■ GIVEN TASK
Return the records that follow unaltered. Omit every picture.

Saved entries
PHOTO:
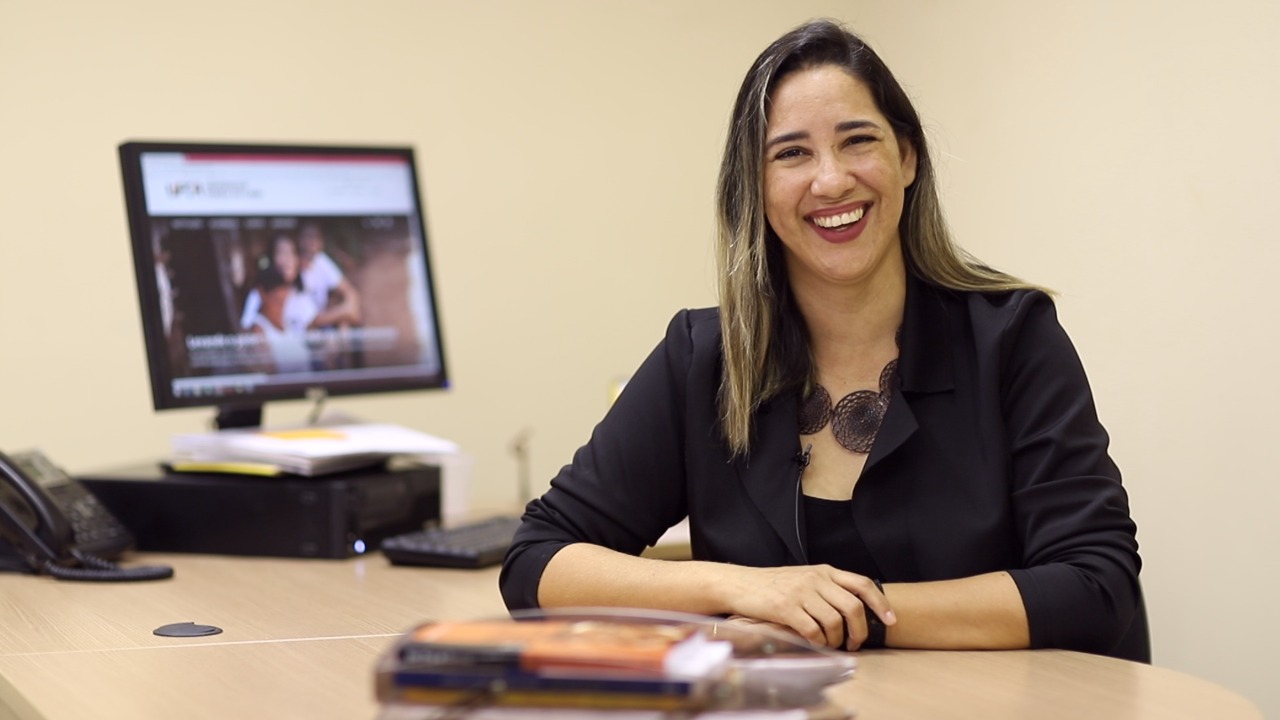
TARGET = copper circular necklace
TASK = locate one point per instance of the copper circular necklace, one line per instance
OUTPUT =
(856, 418)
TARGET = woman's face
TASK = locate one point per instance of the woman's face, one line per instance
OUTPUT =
(286, 258)
(835, 176)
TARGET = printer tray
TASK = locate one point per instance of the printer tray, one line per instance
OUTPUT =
(337, 515)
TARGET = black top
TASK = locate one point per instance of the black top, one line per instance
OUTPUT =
(832, 537)
(990, 458)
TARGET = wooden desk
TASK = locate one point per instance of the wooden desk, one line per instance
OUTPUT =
(301, 636)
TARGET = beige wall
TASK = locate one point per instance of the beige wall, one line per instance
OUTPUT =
(1121, 153)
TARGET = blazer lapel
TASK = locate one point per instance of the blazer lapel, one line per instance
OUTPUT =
(924, 364)
(771, 474)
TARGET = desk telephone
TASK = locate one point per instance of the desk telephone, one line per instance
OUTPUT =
(53, 524)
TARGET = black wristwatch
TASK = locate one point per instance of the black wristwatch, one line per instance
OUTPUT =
(874, 625)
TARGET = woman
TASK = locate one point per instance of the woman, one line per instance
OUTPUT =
(876, 438)
(300, 311)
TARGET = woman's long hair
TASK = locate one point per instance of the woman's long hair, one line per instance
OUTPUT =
(764, 337)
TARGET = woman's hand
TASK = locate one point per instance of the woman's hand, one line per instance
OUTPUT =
(821, 604)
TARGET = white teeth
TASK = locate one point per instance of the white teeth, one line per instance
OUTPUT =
(837, 220)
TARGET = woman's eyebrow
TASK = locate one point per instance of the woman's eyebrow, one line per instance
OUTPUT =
(804, 135)
(786, 137)
(855, 124)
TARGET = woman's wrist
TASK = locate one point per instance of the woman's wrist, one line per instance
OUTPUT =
(874, 625)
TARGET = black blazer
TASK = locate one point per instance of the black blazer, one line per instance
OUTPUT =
(990, 458)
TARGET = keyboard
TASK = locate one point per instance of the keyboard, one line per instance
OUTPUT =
(478, 543)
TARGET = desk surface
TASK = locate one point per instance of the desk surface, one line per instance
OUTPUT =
(301, 636)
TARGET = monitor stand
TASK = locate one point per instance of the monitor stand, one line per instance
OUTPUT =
(238, 417)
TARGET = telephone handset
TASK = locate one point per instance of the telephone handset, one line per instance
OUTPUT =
(55, 525)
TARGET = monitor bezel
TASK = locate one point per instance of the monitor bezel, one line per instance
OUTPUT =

■ ANSWER TO THIS EXERCISE
PHOTO:
TARGET = copper circular necklace
TASK = locate one point per instance of the copper circular necklace, one line per instance
OUTPUT =
(856, 418)
TARGET = woman's face
TASK = locate one point per instance of the woman's face, one line per instance
OUTPUT =
(286, 258)
(835, 176)
TARGET = printer tray
TASK = locate one point per instance of the printer tray, one line per instance
OUTPUT =
(337, 515)
TARGET = black top
TASK = locate one point per instance of the black top, one line per instance
OUTPUT =
(832, 537)
(990, 458)
TARGET = wooden desk
TASK = locate one point per instance of the wooden desk, one line per instance
OUTPUT =
(301, 636)
TARGET = beige wall
TASK = locate one point per instance of the beige wall, one line per instance
OUTPUT =
(1121, 153)
TARGET = blazer lapel
TASK = locate one point per instance of the blazer lapel, one line per instance
OUTPUT =
(924, 364)
(771, 474)
TARGET = desk telephone
TASK = locate one point per instance of the desk telephone, one line per instance
OUTPUT =
(53, 524)
TARGET = black wristwatch
TASK = locate one point per instance of the black wristwatch, one line per instance
OUTPUT =
(874, 625)
TARGET = woman
TASK = locate one point per instance of the woman, one line per instance
OUTPUT =
(876, 438)
(300, 311)
TARGET = woman's long hair
TASK = locate one point per instance of the woman's long hair, one line per instance
OUTPUT =
(764, 337)
TARGET = woman's hand
TASK = locate one point per instance of the woman's hand, one line per instance
OUTPUT =
(821, 604)
TARGET = white teeth
TASK = locate one point per instance of the white teeth, one line per instance
OUTPUT =
(837, 220)
TARGET = woman's eyebrow
TASK = locate one point per instance of the woman's eyebrow, one line per instance
OUTPUT =
(804, 135)
(786, 137)
(855, 124)
TARGET = woman's wrist
TASK = locate one point per instance of the woman's wrist, one line per instance
OUTPUT =
(874, 625)
TARGET = black blazer
TASK = locate one point per instance of the black blazer, one line per instance
OUTPUT =
(990, 458)
TARGET = keyboard
TASK = locate one point per instance of the keyboard, one line per instance
OUTPUT =
(478, 543)
TARGET = desk surface
TASK = locate one point per instance of the desk surface, one line per instance
OUTPUT =
(301, 636)
TARGET = monitor stand
TASK = locate one point per instance of the monitor stand, one line per instance
OUTPUT =
(238, 417)
TARGET = telephone handset
TASK = locate one point per instance of the telephone handset, one line per instance
OUTPUT =
(55, 525)
TARGET = monitor bezel
TASK = locate one point per instance of the monitor bezel, one line per instance
OUTPUT =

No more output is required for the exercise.